PASSAGE GIVEN —
* BEGIN *

It took me far longer than I had planned, but I finally finished my latest novel. I was fascinated by the story of Major Pettigrew, an English widower, and his growing relationship with the exotic Mrs. Ali, the Indian widow who operated the village market. Simonson’s novel examined the nature of growing love between mature adults while facing bigotry from an uninformed section of society. The plot further intensified as the impact the extended families — both English and Indian — upon the non-traditional union was considered.

Major Pettigrew’s Last Stand is filled with humor as well as touching scenes. Simonson’s writing is actually quite beautiful. I especially enjoyed her statements about the importance of reading. Here are three passages that spoke to me so deeply that I had to stop my reading in order to write them down.

“There’s nothing useless about reading the classics,” said the Major, weighing the books in his hand. “I salute your continued efforts. Too few people today appreciate and pursue the delights of civilized culture for their own sake.” (Simonson, 46)

“. . .I tell myself that it does not matter what one reads — favorite authors, particular themes — as long as we read something.” (Simonson, 63)

* END *

PROVIDED MATERIAL —
* BEGIN *

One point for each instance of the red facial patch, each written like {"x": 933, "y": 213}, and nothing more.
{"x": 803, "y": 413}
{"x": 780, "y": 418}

* END *

STATED PROBLEM —
Print the portion of the book review that begins with the words containing "It took me far" and ends with "union was considered.", without changing anything. Work only from the book review; the material plays no part here.

RESULT FOR THIS TASK —
It took me far longer than I had planned, but I finally finished my latest novel. I was fascinated by the story of Major Pettigrew, an English widower, and his growing relationship with the exotic Mrs. Ali, the Indian widow who operated the village market. Simonson’s novel examined the nature of growing love between mature adults while facing bigotry from an uninformed section of society. The plot further intensified as the impact the extended families — both English and Indian — upon the non-traditional union was considered.